Task to complete: Reproduce all of the data exactly as written.

(Collection entries)
+++++
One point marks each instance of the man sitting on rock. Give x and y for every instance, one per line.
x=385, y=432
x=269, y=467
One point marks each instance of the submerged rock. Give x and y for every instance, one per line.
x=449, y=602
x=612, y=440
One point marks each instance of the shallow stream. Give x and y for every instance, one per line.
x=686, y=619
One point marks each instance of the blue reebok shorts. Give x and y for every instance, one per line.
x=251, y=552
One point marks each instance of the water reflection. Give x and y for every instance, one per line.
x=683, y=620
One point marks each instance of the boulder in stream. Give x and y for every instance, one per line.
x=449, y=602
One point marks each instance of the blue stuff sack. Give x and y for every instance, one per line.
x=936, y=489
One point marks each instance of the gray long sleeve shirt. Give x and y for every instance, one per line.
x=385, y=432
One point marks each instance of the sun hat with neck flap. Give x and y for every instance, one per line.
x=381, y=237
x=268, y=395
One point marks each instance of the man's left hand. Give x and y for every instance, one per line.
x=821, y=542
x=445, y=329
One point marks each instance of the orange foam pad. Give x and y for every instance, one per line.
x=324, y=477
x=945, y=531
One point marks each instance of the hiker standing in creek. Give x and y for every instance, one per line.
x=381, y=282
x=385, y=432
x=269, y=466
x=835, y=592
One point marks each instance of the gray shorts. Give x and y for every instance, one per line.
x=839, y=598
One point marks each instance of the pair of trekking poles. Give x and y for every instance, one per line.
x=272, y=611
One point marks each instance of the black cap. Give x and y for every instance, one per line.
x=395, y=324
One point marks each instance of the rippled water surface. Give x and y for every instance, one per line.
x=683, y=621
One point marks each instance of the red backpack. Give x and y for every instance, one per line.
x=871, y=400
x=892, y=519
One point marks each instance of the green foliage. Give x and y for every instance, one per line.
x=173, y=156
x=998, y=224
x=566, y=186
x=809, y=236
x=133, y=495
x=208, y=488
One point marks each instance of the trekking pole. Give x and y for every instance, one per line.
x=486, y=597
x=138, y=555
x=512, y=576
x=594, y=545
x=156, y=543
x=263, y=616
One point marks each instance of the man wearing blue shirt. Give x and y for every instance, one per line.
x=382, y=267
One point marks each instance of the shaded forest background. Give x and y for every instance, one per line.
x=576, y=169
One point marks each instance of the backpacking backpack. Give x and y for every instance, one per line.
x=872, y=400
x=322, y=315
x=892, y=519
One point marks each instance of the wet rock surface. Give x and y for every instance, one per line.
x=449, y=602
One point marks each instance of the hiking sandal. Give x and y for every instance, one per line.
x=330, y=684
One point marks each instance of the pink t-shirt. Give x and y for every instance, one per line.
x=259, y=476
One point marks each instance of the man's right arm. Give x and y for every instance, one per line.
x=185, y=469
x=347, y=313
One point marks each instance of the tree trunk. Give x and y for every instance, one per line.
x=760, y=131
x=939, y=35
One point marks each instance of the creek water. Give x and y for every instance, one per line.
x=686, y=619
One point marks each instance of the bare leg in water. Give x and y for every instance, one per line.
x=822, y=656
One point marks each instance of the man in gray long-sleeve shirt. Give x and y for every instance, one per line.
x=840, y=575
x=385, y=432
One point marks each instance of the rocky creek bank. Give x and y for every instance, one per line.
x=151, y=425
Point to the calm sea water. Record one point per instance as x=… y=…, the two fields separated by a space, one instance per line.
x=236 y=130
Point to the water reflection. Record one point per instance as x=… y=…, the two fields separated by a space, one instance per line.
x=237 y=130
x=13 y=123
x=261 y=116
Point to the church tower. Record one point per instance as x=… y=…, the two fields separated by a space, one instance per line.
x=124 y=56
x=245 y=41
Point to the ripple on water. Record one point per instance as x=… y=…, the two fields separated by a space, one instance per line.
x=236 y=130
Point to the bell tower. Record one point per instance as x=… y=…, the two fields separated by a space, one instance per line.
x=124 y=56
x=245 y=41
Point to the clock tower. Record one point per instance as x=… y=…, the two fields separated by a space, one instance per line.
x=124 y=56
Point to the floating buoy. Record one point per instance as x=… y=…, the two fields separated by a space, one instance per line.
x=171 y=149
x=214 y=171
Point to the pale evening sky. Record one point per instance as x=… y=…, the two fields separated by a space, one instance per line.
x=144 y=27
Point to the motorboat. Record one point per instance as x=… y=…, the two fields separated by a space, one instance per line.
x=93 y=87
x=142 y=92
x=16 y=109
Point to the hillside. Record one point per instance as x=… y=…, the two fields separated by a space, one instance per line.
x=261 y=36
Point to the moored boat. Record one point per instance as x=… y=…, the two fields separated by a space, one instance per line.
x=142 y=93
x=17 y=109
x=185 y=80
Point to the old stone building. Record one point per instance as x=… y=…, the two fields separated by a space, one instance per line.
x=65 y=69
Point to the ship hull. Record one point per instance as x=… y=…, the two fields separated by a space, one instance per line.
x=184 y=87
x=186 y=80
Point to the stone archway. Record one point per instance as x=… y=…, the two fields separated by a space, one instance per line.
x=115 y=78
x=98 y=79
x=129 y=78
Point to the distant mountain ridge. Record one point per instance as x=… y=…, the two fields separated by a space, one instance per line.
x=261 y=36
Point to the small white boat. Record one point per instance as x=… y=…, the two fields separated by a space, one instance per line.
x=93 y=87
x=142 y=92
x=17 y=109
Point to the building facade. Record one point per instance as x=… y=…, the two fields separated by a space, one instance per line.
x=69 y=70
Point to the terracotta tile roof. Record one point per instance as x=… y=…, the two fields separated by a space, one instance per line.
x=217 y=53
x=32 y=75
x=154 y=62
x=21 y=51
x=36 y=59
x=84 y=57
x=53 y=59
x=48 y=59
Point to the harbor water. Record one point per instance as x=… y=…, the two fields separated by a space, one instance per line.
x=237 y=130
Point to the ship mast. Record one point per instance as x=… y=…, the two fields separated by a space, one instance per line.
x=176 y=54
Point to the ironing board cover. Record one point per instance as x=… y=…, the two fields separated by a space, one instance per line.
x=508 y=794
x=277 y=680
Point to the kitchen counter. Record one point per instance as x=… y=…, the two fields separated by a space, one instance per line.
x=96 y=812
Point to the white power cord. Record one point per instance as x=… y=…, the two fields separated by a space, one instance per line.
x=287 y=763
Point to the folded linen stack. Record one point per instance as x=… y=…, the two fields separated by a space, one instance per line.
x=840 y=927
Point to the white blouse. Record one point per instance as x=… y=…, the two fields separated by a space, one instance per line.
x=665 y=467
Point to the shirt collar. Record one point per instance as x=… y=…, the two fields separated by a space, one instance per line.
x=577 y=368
+++++
Reply to the exercise:
One point marks each instance of the man sitting on rock. Give x and y for every instance, one per line.
x=385, y=432
x=269, y=467
One point marks each instance of the submerged rock. Give x and y for every instance, one per line.
x=449, y=602
x=612, y=440
One point marks each instance of the shallow stream. Give x and y for every instance, one per line.
x=686, y=619
One point marks each instance of the blue reebok shorts. Give x and y for every instance, one per line.
x=251, y=552
One point marks each instance of the water reflection. Give x and y for every instance, one per line.
x=683, y=620
One point marks each instance of the boulder in stream. Give x and y for every instance, one per line.
x=449, y=602
One point marks each instance of the blue stuff sack. Give x and y for every instance, one per line.
x=936, y=489
One point marks each instance of the gray long sleeve shirt. Give x and y for every instance, one per line.
x=385, y=432
One point marks each instance of the sun hat with neck flap. Give x and y for every instance, one per line.
x=381, y=237
x=268, y=395
One point marks each instance of the man's left hand. Give x and y for every instance, one per line.
x=821, y=542
x=445, y=329
One point marks each instance of the orange foam pad. Give x and y for every instance, one per line.
x=324, y=477
x=945, y=531
One point marks each instance of the hiker standing in creek. Give x and y for every instance, one per line.
x=381, y=282
x=385, y=432
x=269, y=466
x=835, y=592
One point marks each instance of the gray shorts. Give x and y for every instance, one per line.
x=839, y=598
One point marks each instance of the pair of trekking poles. Give x and y for every instance, one per line.
x=272, y=611
One point marks each instance of the black cap. Give x and y for every instance, one per line.
x=395, y=324
One point marks each instance of the rippled water surface. Give x and y for every instance, one per line.
x=683, y=621
One point marks each instance of the red backpack. Give x and y for every instance, one per line.
x=871, y=400
x=892, y=519
One point marks each instance of the green foliage. Give x and y for every instance, one per line.
x=173, y=156
x=998, y=224
x=566, y=186
x=809, y=236
x=133, y=495
x=208, y=488
One point marks each instance of the trekking pole. Give x and y for every instance, one per line.
x=486, y=597
x=138, y=555
x=512, y=576
x=594, y=545
x=156, y=543
x=263, y=616
One point marks each instance of the man wearing blue shirt. Give x and y for every instance, one per line.
x=382, y=267
One point marks each instance of the shaded forest background. Give x and y for every instance, one per line.
x=576, y=169
One point marks each instance of the backpacking backpack. Give x and y for every instance, one per line.
x=872, y=400
x=322, y=315
x=892, y=519
One point marks each instance of the wet rock surface. Give x and y for every instance, one per line.
x=449, y=602
One point marks each instance of the hiking sandal. Give x and y for every instance, one per line.
x=330, y=684
One point marks each instance of the pink t-shirt. Give x and y for every instance, one per line.
x=259, y=476
One point marks each instance of the man's right arm. Give x and y for every instance, one per line.
x=185, y=469
x=347, y=313
One point marks each instance of the tree trunk. Give x and y for every instance, one per line.
x=760, y=131
x=939, y=35
One point marks each instance of the creek water. Give x and y for every instance, one per line.
x=686, y=619
One point marks each instance of the bare leg in water. Give x and y for every instance, one per line.
x=822, y=656
One point marks each instance of the man in gray long-sleeve shirt. Give x and y for every instance, one per line.
x=840, y=575
x=385, y=432
One point marks each instance of the rocky creek bank. Give x and y for every instance, one per line.
x=151, y=425
Point to the calm sea water. Record one point per instance as x=… y=…, the two fields separated by a space, one instance per line.
x=236 y=130
Point to the water reflection. Record one point per instance as x=… y=…, the two fields separated by a space, one instance per line.
x=237 y=130
x=13 y=123
x=261 y=116
Point to the church tower. Record one point per instance as x=… y=…, the two fields separated by a space, one instance per line.
x=124 y=56
x=245 y=41
Point to the ripple on water. Record one point per instance as x=… y=…, the two fields separated by a space, one instance per line.
x=236 y=130
Point to the bell tower. Record one point per instance as x=… y=…, the two fields separated by a space, one instance per line.
x=124 y=56
x=245 y=41
Point to the clock tower. Record one point per instance as x=… y=…, the two fields separated by a space, one instance per line.
x=124 y=56
Point to the floating buoy. Record one point per instance as x=… y=…, the two fields separated by a space, one instance per line.
x=171 y=149
x=214 y=171
Point to the pale evening sky. Record one point per instance as x=… y=…, the two fields separated by a space, one instance per line.
x=144 y=27
Point to the motorboat. Record one point per instance as x=… y=…, the two fields separated by a space, one instance per line.
x=93 y=87
x=142 y=92
x=16 y=109
Point to the hillside. Record one point per instance as x=… y=…, the two fields separated by a space, one instance per line.
x=261 y=36
Point to the moored boat. Record one point per instance as x=… y=…, the two fields separated by a space, one instance per line.
x=142 y=93
x=17 y=109
x=185 y=80
Point to the old stone building. Record one point per instance as x=… y=…, the two fields separated by a space, one instance per line.
x=65 y=69
Point to the ship hull. Record one point per instance as x=… y=…, the two fields separated by a space, one instance per line.
x=184 y=87
x=186 y=80
Point to the stone archway. Record one point per instance as x=… y=…, the two fields separated by a space, one instance per line.
x=115 y=78
x=98 y=79
x=129 y=78
Point to the distant mountain ridge. Record one point per instance as x=… y=…, the two fields separated by a space, one instance per line.
x=261 y=36
Point to the small white boat. Record one point per instance as x=… y=…, the two fields separated by a space, one instance per line.
x=93 y=87
x=142 y=92
x=17 y=109
Point to the building facade. Record one point per instance as x=… y=…, the two fields separated by a space, one instance per line.
x=69 y=70
Point to the terracotta tile roof. Record one point per instance as x=… y=…, the two fields separated by a space, one instance per line.
x=217 y=53
x=32 y=75
x=154 y=62
x=21 y=51
x=36 y=59
x=84 y=57
x=53 y=59
x=48 y=59
Point to the harbor water. Record one point per instance as x=… y=…, the two fields separated by a space, one instance per line.
x=237 y=130
Point to the ship mast. Record one point per instance as x=… y=…, the two fields separated by a space, one instance per line.
x=176 y=54
Point to the ironing board cover. Record one point per instance as x=… y=…, the two fields separated by a space, one instance per line.
x=508 y=794
x=277 y=680
Point to the kitchen counter. Record one point per instance as x=… y=…, the two fields separated by a space, one instance per line.
x=96 y=812
Point to the white power cord. Record one point per instance as x=… y=…, the two fields separated by a space, one instance per line.
x=287 y=763
Point to the folded linen stack. Record one point per instance as x=… y=…, the two fields separated by a space, one instance per line.
x=840 y=927
Point to the white blouse. Record one point per instance as x=… y=…, the two fields separated by a space, one instance per line.
x=665 y=467
Point to the shirt collar. Record one point per instance as x=… y=…, the two fields separated by a space, one instance per line.
x=577 y=368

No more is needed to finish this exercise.